According to the forum thread on waterstop angles, where can the angle for a waterstop be bought?

» Extract

Segment Open

# Forum Home Renovation Waterproofing  waterstop angle requirements when using a wall to wall linear drain

## ChrisJC

Hey guys, 
just a quick question regarding waterstop angles. I am currently doing an ensuite reno and almost at the stage of having the waterproofing done. According to Aust standards a waterstop angle flush with the floor is required when using a frameless screen. The width of the ensuite is 1.9m and the drain will be placed across the entrance of the shower. the screen will be a single panel approx. 1.1-1.2 wide. The waterproofing contractor I spoke to said it is common to do away with the shower waterstop and only have one across the doorway when using a linear drain? If a waterstop is definitely required across the shower entrance, should I just butt it up against the linear drain so it doesn't stand out like dogs testicles?  
Thanks in advance. 
CC

----------


## Micky013

Does the whole floor fall to that waste? I was under the assumption that if you waterproofed the entire floor you didn't need to second water stop at the shower. Also if your entire floor had fall towards that linear drain then I don't think it's required.  
I have seen it done without it (at the shower)  
=====================================

----------


## ChrisJC

The ensuite is long and narrow (4.6 x 1.9) with the sower at one end and loo at the other. Not really possible to have the entire floor graded to the linear drain. There is a 2nd waste smack bang in the middle of the floor which i was going to grade the floor to from the vanity and toilet.

----------


## Oldsaltoz

Yes, you do need a water-stop. It also prevents water getting under the shower screen. You could install a PVC  or Aluminium angle in this application. You will also have to seal the area between the shower screen and the water stop/drainage trough.  
Keeping the bulk of the water directed to the drain will mean less water getting into the room floor area and reduce drying time and possible mold problems. 
Good luck and fair winds.  :Smilie:

----------


## ChrisJC

One more question: what aluminium angle do you use for a waterstop? Milled finish... anodised perforated trims (dta etc). Where do you buy them? I can't seem to find much info on the web. 
Cheers 
Chris

----------


## Oldsaltoz

> One more question: what aluminum angle do you use for a water-stop? Milled finish... anodized perforated trims (dta etc). Where do you buy them? I can't seem to find much info on the web. 
> Cheers, 
> Chris

   The Big Green Shed or any tile shop will them. The advantage of using the PVC plastic angle is they install it, tile it and trim it flush after the tile glue has cured.

----------

Segment Closed

» Stored data
Segment Open

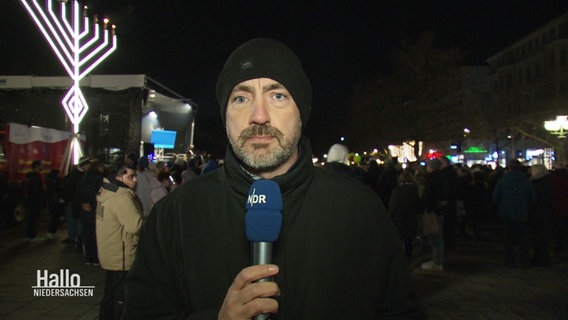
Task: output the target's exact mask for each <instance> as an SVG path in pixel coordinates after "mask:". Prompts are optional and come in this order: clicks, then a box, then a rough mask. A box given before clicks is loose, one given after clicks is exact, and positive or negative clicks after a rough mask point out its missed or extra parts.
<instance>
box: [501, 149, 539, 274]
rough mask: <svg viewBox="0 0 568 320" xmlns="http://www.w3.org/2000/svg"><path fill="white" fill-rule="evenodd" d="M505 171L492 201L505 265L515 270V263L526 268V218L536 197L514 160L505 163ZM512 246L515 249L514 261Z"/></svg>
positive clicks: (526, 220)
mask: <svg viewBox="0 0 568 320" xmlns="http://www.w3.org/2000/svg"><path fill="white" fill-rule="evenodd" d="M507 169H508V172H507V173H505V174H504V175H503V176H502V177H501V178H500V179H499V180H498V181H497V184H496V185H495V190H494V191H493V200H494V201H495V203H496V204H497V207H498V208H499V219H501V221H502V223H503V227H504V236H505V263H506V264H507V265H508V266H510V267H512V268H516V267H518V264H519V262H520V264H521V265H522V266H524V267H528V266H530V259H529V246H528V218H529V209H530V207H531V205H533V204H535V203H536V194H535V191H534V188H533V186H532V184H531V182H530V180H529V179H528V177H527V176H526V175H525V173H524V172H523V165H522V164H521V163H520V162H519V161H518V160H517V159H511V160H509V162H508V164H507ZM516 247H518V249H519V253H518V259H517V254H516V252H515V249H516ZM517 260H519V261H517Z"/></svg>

Segment Closed
Segment Open

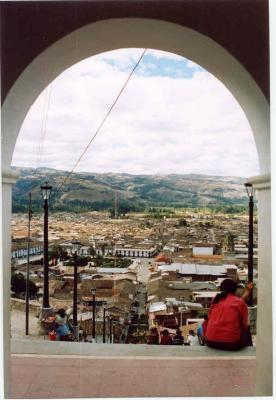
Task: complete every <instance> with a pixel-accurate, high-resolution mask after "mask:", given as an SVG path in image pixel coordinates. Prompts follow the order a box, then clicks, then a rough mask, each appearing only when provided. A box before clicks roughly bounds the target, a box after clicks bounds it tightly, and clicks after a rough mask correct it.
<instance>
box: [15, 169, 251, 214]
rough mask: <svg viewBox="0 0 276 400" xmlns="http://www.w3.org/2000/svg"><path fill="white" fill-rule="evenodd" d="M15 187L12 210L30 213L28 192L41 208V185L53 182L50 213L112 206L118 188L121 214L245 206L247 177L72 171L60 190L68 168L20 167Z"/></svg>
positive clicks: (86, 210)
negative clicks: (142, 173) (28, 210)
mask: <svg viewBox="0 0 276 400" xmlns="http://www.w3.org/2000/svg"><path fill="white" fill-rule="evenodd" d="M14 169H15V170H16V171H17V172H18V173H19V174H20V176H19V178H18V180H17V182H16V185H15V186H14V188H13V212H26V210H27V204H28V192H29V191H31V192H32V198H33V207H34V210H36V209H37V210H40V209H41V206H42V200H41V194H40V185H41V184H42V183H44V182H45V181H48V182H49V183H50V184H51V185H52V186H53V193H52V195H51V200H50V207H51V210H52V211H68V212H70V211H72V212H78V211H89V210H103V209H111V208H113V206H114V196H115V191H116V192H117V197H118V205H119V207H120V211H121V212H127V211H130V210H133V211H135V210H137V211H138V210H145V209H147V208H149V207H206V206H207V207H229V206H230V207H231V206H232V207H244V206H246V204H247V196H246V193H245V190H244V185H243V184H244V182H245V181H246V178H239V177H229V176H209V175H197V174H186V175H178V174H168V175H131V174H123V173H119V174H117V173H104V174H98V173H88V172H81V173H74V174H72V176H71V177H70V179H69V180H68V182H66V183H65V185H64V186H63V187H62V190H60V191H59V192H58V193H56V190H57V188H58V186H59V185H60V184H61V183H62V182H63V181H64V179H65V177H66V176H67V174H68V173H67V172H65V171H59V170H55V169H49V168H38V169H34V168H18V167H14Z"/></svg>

Segment Closed

» Solution
At the Big Green Shed or any tile shop.